- **TASK INSTRUCTIONS**
Write out each line of the entries exactly, starting at the first and finishing with the line that contains "Scan for white cloud in the image above.".

Saved entries

╔══

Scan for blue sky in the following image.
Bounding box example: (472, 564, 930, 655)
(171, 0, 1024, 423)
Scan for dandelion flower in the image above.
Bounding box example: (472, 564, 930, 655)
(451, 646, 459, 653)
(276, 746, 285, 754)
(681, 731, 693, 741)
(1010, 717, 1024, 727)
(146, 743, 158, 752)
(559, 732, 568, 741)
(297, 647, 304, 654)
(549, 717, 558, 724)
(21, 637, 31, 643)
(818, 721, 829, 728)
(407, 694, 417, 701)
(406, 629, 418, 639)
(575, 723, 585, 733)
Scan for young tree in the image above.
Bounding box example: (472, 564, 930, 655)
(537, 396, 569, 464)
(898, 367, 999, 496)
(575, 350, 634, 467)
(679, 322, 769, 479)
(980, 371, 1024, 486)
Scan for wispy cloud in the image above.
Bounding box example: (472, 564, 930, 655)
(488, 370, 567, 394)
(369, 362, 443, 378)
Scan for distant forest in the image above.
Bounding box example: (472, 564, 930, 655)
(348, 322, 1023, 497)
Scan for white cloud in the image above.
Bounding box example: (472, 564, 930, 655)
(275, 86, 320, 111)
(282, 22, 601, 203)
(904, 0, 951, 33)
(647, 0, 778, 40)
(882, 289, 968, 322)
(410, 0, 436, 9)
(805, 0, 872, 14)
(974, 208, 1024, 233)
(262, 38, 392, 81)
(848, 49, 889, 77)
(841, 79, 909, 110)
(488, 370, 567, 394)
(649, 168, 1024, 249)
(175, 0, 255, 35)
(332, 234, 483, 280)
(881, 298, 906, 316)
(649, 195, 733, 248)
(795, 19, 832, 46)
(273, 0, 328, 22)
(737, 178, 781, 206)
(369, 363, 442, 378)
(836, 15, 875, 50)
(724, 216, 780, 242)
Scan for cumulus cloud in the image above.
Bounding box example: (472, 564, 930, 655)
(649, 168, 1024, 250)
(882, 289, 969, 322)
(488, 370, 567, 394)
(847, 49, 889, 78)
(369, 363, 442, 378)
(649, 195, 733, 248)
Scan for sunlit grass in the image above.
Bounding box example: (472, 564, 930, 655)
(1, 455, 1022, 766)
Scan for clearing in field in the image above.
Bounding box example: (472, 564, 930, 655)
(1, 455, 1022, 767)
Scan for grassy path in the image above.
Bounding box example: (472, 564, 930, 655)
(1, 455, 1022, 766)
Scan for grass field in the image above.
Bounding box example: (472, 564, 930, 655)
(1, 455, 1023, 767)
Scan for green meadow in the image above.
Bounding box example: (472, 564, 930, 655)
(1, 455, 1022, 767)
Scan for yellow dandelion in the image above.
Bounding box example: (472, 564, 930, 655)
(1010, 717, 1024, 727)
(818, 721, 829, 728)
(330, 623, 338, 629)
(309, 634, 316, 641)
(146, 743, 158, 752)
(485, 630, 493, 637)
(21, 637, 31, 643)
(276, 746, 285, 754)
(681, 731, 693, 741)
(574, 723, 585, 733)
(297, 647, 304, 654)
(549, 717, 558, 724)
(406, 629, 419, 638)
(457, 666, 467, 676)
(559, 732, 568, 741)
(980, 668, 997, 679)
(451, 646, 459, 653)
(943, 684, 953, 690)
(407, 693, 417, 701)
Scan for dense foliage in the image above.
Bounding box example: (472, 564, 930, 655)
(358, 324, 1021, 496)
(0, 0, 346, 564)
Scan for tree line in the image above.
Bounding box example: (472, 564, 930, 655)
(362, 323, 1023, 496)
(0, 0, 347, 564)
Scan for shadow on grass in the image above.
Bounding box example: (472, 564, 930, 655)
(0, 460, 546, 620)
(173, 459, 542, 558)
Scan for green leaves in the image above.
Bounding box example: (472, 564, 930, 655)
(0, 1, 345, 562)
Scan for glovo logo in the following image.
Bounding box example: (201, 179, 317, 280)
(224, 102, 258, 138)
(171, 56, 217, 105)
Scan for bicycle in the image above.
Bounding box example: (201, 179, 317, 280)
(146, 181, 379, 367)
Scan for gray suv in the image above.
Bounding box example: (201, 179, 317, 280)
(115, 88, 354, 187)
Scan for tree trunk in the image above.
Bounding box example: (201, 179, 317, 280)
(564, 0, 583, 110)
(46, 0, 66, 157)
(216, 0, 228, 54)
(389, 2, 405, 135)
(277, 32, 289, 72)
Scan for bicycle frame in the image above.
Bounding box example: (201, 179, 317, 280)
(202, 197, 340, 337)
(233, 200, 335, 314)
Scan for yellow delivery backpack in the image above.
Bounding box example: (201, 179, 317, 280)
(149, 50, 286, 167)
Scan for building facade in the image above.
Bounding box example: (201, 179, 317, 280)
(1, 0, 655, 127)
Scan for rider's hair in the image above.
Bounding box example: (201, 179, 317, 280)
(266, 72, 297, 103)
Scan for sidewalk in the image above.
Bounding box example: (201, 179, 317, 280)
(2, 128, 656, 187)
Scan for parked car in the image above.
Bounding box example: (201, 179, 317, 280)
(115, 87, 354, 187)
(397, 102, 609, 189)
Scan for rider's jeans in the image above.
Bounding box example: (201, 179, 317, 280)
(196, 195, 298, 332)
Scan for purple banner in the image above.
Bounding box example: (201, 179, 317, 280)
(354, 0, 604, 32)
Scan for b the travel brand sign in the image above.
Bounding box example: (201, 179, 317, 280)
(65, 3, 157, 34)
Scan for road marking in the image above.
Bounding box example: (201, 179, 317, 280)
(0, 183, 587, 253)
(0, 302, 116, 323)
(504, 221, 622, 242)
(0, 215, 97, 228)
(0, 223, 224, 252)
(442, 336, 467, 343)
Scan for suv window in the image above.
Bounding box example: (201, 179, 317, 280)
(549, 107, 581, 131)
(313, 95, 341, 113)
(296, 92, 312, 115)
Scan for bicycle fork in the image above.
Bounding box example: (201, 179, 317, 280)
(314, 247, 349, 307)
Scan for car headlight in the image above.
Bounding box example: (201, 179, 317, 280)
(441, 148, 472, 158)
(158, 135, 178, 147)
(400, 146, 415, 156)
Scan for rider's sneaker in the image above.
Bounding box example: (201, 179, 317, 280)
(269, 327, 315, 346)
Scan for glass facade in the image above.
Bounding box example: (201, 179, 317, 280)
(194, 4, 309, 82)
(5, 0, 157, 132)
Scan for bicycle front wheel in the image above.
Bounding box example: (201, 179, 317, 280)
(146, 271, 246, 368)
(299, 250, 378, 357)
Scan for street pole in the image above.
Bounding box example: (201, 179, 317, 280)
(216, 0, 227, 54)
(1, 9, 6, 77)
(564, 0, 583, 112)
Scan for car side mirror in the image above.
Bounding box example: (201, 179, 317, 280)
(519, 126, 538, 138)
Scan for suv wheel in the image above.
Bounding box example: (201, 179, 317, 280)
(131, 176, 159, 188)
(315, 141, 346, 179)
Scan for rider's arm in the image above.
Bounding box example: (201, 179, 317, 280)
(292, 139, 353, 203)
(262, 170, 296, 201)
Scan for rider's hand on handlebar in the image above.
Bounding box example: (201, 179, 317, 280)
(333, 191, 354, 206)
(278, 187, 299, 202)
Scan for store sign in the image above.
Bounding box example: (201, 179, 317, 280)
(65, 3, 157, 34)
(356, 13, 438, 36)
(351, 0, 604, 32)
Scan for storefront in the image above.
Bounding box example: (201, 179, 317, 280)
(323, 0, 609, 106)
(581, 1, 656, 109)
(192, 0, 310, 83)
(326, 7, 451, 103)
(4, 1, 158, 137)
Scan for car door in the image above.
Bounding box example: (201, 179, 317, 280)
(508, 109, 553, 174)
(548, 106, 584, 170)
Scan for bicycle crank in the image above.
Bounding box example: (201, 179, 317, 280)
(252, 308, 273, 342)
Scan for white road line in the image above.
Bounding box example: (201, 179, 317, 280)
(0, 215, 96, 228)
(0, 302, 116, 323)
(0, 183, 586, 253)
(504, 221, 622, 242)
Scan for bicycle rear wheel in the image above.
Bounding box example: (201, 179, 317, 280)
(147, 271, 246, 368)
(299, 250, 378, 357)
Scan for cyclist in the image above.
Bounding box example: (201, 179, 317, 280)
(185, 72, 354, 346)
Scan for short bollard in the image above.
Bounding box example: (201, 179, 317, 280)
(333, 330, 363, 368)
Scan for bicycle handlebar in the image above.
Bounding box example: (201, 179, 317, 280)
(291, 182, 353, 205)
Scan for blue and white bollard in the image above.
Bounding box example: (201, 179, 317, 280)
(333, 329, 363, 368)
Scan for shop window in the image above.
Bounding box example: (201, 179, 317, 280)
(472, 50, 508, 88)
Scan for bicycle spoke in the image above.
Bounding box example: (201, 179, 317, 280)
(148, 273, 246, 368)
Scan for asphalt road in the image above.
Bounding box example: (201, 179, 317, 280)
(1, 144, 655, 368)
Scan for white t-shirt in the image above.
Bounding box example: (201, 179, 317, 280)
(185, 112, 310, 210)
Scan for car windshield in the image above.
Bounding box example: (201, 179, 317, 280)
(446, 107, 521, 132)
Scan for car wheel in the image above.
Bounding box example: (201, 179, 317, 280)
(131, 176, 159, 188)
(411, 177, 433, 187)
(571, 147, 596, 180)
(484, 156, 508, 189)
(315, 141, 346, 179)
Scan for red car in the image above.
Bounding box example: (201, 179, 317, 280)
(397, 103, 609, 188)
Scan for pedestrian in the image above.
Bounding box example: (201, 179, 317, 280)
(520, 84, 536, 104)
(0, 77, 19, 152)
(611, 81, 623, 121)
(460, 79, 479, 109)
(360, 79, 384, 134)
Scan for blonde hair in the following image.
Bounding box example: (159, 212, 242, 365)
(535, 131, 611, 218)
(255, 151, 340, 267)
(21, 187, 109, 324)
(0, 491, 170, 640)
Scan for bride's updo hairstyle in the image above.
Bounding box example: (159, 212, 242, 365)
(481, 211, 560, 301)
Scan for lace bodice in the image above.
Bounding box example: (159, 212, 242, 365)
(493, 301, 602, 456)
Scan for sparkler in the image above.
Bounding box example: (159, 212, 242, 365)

╚══

- **ANSWER TO THE PROBLEM**
Scan for blue sky in the following image.
Bounding box example: (472, 564, 930, 655)
(171, 0, 1024, 423)
Scan for dandelion flower in the image above.
Bounding box example: (472, 564, 930, 655)
(451, 646, 459, 653)
(276, 746, 285, 754)
(681, 731, 693, 741)
(1010, 717, 1024, 727)
(146, 743, 158, 752)
(559, 732, 568, 741)
(297, 647, 304, 654)
(549, 717, 558, 724)
(21, 637, 31, 643)
(818, 721, 829, 728)
(407, 694, 417, 701)
(406, 629, 418, 639)
(575, 723, 585, 733)
Scan for young tree in the image above.
Bounding box example: (472, 564, 930, 655)
(537, 396, 569, 464)
(898, 367, 999, 496)
(575, 350, 634, 467)
(679, 322, 769, 479)
(980, 371, 1024, 486)
Scan for wispy cloud in the image above.
Bounding box example: (472, 564, 930, 655)
(488, 370, 567, 394)
(369, 362, 443, 378)
Scan for distant forest in the image above.
Bounding box example: (472, 564, 930, 655)
(348, 322, 1023, 497)
Scan for white cloud in the image above.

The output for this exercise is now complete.